Data provided ▸
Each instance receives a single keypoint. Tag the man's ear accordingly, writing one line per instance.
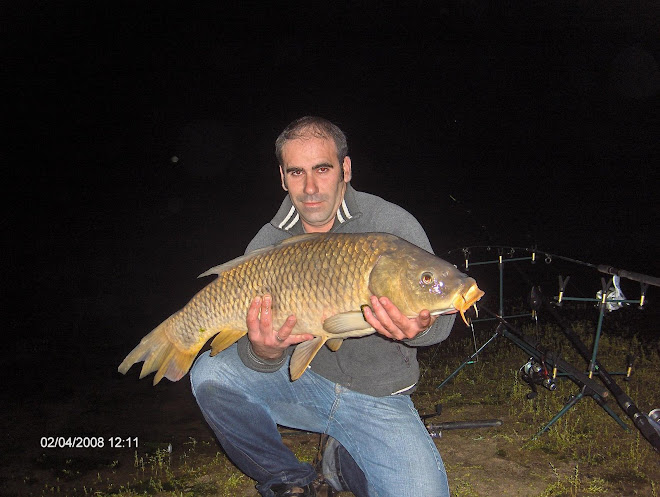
(347, 169)
(283, 181)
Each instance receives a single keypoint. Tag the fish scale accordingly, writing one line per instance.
(323, 279)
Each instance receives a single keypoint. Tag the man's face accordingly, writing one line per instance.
(312, 175)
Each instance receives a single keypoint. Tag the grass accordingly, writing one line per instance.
(585, 453)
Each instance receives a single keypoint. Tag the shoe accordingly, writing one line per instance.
(318, 488)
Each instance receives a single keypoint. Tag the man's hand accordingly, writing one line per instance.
(387, 319)
(266, 342)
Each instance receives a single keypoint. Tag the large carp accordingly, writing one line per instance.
(323, 279)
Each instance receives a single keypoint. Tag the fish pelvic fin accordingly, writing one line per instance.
(224, 339)
(334, 343)
(303, 354)
(346, 322)
(159, 354)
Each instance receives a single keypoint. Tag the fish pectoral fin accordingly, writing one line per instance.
(224, 339)
(334, 343)
(303, 354)
(345, 322)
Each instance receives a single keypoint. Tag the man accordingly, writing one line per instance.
(358, 395)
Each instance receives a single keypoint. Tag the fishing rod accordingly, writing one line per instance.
(603, 268)
(639, 419)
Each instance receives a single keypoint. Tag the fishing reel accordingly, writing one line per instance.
(535, 373)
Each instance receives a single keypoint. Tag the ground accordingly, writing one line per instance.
(585, 453)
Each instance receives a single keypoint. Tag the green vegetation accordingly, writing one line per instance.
(585, 453)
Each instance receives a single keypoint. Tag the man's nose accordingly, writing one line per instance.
(310, 185)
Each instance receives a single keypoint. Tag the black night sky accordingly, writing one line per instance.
(541, 120)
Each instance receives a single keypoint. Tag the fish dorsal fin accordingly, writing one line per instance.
(303, 354)
(334, 343)
(345, 322)
(239, 260)
(224, 339)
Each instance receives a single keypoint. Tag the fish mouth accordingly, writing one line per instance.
(463, 302)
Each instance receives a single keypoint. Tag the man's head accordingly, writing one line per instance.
(315, 168)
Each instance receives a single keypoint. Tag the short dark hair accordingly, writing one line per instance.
(312, 126)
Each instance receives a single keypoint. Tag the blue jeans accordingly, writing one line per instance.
(384, 435)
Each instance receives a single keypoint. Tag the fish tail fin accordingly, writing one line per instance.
(159, 354)
(303, 355)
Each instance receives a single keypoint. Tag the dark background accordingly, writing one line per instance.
(512, 123)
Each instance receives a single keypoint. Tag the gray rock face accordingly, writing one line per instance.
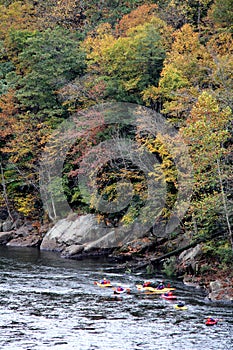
(5, 237)
(85, 234)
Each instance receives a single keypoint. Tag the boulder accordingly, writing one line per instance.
(25, 241)
(191, 253)
(85, 234)
(5, 237)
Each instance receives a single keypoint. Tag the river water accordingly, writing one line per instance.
(47, 302)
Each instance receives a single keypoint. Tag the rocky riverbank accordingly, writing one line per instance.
(77, 237)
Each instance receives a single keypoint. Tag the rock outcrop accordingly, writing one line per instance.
(83, 234)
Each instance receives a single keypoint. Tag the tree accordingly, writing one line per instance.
(207, 134)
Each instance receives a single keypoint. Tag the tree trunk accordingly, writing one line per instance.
(5, 193)
(225, 205)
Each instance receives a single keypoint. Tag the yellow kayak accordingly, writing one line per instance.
(103, 285)
(177, 307)
(154, 290)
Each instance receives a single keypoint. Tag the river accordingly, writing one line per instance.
(52, 303)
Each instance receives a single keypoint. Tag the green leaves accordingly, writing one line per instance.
(48, 60)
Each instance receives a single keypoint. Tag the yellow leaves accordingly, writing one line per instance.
(141, 15)
(16, 16)
(97, 45)
(25, 204)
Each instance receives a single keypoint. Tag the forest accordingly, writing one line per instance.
(62, 58)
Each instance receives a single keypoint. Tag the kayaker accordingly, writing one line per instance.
(104, 281)
(180, 304)
(147, 284)
(160, 285)
(120, 289)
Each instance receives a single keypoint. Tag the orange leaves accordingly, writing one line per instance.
(8, 109)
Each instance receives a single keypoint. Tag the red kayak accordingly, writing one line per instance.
(120, 290)
(169, 297)
(211, 322)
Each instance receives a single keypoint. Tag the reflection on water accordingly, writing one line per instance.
(48, 302)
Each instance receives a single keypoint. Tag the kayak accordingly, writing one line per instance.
(103, 285)
(121, 291)
(169, 297)
(211, 322)
(154, 290)
(177, 307)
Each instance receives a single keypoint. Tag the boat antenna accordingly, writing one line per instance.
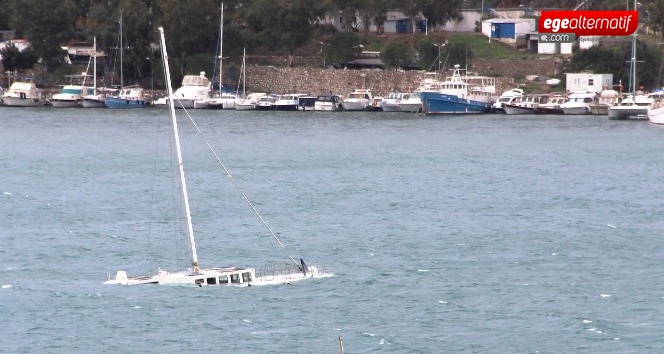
(183, 183)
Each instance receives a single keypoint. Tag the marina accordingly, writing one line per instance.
(481, 233)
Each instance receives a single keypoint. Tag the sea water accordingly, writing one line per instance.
(467, 234)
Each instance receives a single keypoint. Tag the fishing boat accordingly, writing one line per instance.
(358, 100)
(72, 94)
(23, 93)
(214, 276)
(524, 104)
(459, 94)
(607, 98)
(655, 112)
(328, 102)
(636, 104)
(392, 103)
(506, 97)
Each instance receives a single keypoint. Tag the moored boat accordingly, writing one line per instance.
(631, 107)
(459, 94)
(250, 102)
(288, 102)
(551, 105)
(606, 99)
(411, 103)
(578, 103)
(358, 100)
(506, 97)
(265, 103)
(655, 112)
(194, 88)
(328, 102)
(306, 103)
(524, 104)
(392, 103)
(23, 93)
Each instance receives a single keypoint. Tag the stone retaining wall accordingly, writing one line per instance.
(315, 81)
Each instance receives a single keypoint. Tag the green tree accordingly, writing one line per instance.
(190, 29)
(284, 24)
(439, 12)
(396, 55)
(5, 15)
(15, 60)
(47, 27)
(347, 10)
(342, 47)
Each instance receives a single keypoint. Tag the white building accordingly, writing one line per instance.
(577, 82)
(507, 29)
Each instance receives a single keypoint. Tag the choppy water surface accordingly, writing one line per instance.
(483, 234)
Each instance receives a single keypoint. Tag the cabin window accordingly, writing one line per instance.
(246, 277)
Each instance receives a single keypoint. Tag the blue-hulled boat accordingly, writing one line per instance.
(459, 94)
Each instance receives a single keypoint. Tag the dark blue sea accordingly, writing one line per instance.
(451, 234)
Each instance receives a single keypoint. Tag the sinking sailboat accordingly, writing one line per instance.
(213, 276)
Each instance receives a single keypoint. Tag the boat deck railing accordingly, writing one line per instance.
(272, 272)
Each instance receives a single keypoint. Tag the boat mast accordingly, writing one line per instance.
(94, 65)
(176, 137)
(221, 46)
(121, 54)
(633, 66)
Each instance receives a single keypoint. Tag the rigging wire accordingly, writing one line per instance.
(237, 185)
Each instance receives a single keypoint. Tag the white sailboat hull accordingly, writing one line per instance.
(220, 276)
(656, 115)
(223, 276)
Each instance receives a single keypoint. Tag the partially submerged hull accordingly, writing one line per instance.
(224, 276)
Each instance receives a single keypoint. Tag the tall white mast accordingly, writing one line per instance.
(221, 46)
(121, 54)
(94, 65)
(176, 137)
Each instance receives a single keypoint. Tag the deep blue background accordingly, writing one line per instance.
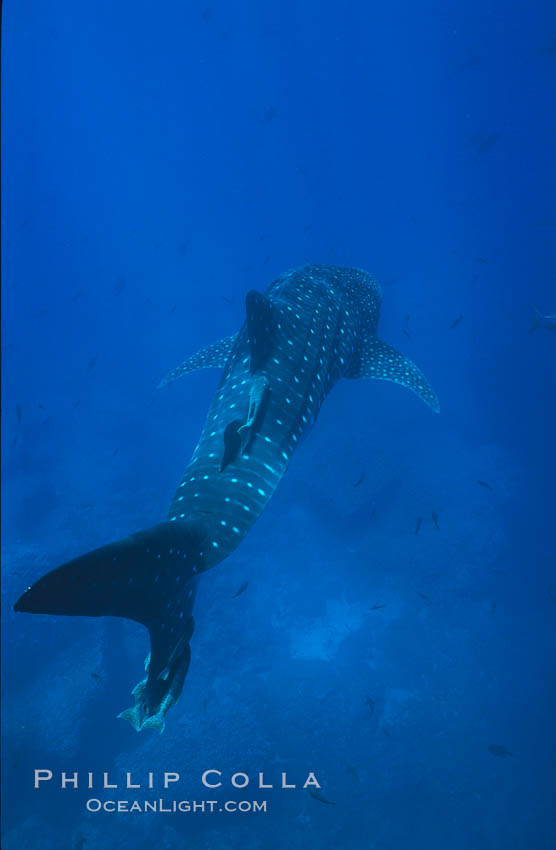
(158, 161)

What is being asked ▸ The entries above need to be repeated in full, word for word. Skip the images.

Output of the exercise ▸
Each instance receives a single keypoint. Tag the man's ear accordingly, writing one line per instance.
(347, 169)
(283, 181)
Each instance receives a single keypoint. Tag the fish scale accordingly, writing one line per instance.
(323, 279)
Each instance receives a single keypoint. Tag the man's face accordingly, writing one line per instance.
(312, 175)
Each instance receives a single keypoint. Tag the grass accordingly, writing one line per instance.
(585, 453)
Each instance receives a single keypoint. Tag the shoe accordingly, writing one line per instance.
(318, 488)
Each instance receives a single keypoint. Tag the man's hand accordingly, writing one line per instance.
(387, 319)
(266, 342)
Each instance receives a single keypoint. Tag the large carp accordingly, writing one line per instance.
(323, 279)
Each instance receives a single keypoint. Tag the fish pelvic fin accordingly, writing one line per instance.
(224, 339)
(334, 343)
(303, 354)
(346, 322)
(159, 354)
Each instance receives a single keypoint. Tag the fish pectoral fin accordingly, writing one line per instance.
(224, 339)
(334, 343)
(303, 354)
(345, 322)
Each instance receives a single keypoint. Tag the man accordingly, writing one line per instance.
(358, 395)
Each instance receives a single keypoint. Tag the fishing rod accordingly, writing one line per instance.
(603, 268)
(639, 419)
Each instance receives a single keypoint. Tag the fishing reel accordingly, writing one line per instance.
(535, 373)
Each instance receives a single keypoint. Tag the ground accordingly, writing one line per instance.
(585, 453)
Each instance receives a single keypoint. Tag the green vegetation accordingly, writing one line per instance.
(585, 453)
Each instance receives a single keypoint. Tag the man's nose accordingly, writing one line per instance.
(310, 185)
Each instance receives a single keypoint. Tag the black night sky accordingly, writing one line per instance.
(541, 120)
Each instance receives a single keypoint. Tag the fish dorsal fin accordingly, writing one line per instance.
(303, 354)
(334, 343)
(345, 322)
(239, 260)
(224, 339)
Each instance receives a single keypoint. Tag the fish mouth accordingly, writing one line per instance.
(463, 302)
Each instance receives a single keypoint. Tag the man's head accordingly, writing one line per instance.
(315, 168)
Each instance receives a single keypoint. Tag the short dark hair accordingly, writing one line per instance.
(312, 126)
Each instance receives a single keypoint. Tag the blue jeans accordingly, writing one line per instance.
(384, 435)
Each instance receives a single keypoint. Tag the fish tail fin accordingly, writing one line per instance.
(159, 354)
(303, 355)
Each instance receives a single keypoint. Tag the dark background accordingly, writing one line per instance.
(512, 123)
Each instance receives a single keypoint. Tag the gray rock face accordingly, writing one line per instance.
(5, 237)
(85, 234)
Each instance receives a single keypoint. Tag the boulder accordingly, writing one line per instance.
(25, 241)
(191, 253)
(85, 234)
(5, 237)
Each instance receives a single keypoint. Tag the river water accordingly, writing one line per instance.
(47, 302)
Each instance receives a single keypoint. Tag the rocky riverbank accordingly, writing one line per instance.
(77, 237)
Each instance receives a single keypoint. Tag the rock outcrop accordingly, writing one line per instance.
(83, 234)
Each instance receives a single keypoint. Tag the tree accordingly, writing one line per instance.
(207, 134)
Each instance receives a single keypoint. Tag the tree trunk accordingly, writing one line per instance.
(5, 193)
(225, 205)
Each instance receives a single keypoint. Tag the yellow kayak accordingly, writing one line per instance.
(103, 285)
(177, 307)
(154, 290)
Each instance receives a single keypoint. Tag the river accordingly, writing one line per instance.
(52, 303)
Each instance receives a single keypoint. Tag the green leaves accordingly, writing one line per instance.
(48, 60)
Each instance receives a single keypoint. Tag the yellow leaves accordingly, writing one line per instance.
(141, 15)
(16, 16)
(97, 45)
(25, 204)
Each instance receives a single keypoint. Tag the forest accordingly, writing one line per instance.
(62, 58)
Each instance receives a single keypoint. Tag the kayaker accordingly, writing one line per instance.
(104, 281)
(180, 304)
(147, 284)
(160, 285)
(120, 289)
Each instance receives a single keypoint. Tag the orange leaves accordingly, writing one line per instance.
(8, 109)
Each instance receives a single keypoint. Tag the red kayak accordingly, writing one line per instance.
(120, 290)
(169, 297)
(211, 322)
Each instance receives a single keypoint. Tag the reflection on water accordingly, writing one line per instance.
(48, 302)
Each instance receives a single keypoint. Tag the kayak accordingly, writing one line per instance.
(103, 285)
(121, 291)
(169, 297)
(211, 322)
(154, 290)
(177, 307)
Each instance receives a single keypoint. Tag the boat antenna accordingly, writing one line per instance.
(183, 183)
Each instance receives a single keypoint. Tag the marina accordingly, writing one line per instance.
(481, 233)
Each instance receives a single keypoint. Tag the sea water accordingly, writing one line per instance.
(467, 234)
Each instance receives a single keypoint. Tag the fishing boat accordingly, writing one line per instance.
(358, 100)
(72, 94)
(23, 93)
(214, 276)
(524, 104)
(459, 94)
(607, 98)
(655, 112)
(328, 102)
(636, 104)
(392, 103)
(506, 97)
Each instance receives a single keypoint. Tag the moored boat accordingly, writing one line per instance.
(631, 107)
(459, 94)
(250, 102)
(288, 102)
(551, 105)
(606, 99)
(411, 103)
(578, 103)
(358, 100)
(506, 97)
(265, 103)
(655, 112)
(194, 88)
(328, 102)
(306, 103)
(524, 104)
(392, 103)
(23, 93)
Each instance receives a single keypoint. Tag the stone retaining wall accordingly, writing one line per instance.
(315, 81)
Each instance receives a single keypoint. Tag the green tree accordingly, writing one line per instance.
(190, 29)
(284, 24)
(439, 12)
(396, 55)
(5, 15)
(15, 60)
(47, 27)
(347, 10)
(342, 47)
Each instance receives a single keypoint. Tag the white building accordingly, writing one line per instance.
(577, 82)
(507, 29)
Each instance receives a single keypoint. Tag the choppy water surface accordingly, writing one line per instance.
(483, 234)
Each instance receives a single keypoint. Tag the cabin window accordingly, writing one line per instance.
(246, 277)
Each instance receives a single keypoint. Tag the blue-hulled boat accordingly, writing one line per instance.
(459, 94)
Each instance receives a single keypoint. Tag the dark blue sea accordingly, writing one line per instance.
(451, 234)
Each instance receives a single keypoint. Tag the sinking sailboat accordingly, writing one line per instance.
(213, 276)
Each instance receives a single keypoint. Tag the boat deck railing accordingly, writing one line per instance.
(272, 272)
Each instance receives a single keypoint. Tag the boat mast accordingly, writing one line per instance.
(94, 65)
(176, 137)
(221, 46)
(121, 54)
(633, 66)
Each instance receives a single keypoint. Tag the rigging wire accordingly, writing one line per instance.
(237, 185)
Each instance receives a single keypoint. Tag the white sailboat hull accordingly, writing one line per instance.
(220, 276)
(656, 115)
(223, 276)
Each instance receives a single keypoint. Tag the partially submerged hull accordingly, writing one line per instance.
(224, 276)
Each instance receives a single keypoint. Tag the tall white mast accordingly, writing one line per instance.
(221, 46)
(121, 54)
(94, 65)
(176, 137)
Each instance receives a single keypoint. Tag the deep blue background accordingly, writing one line per instance.
(158, 161)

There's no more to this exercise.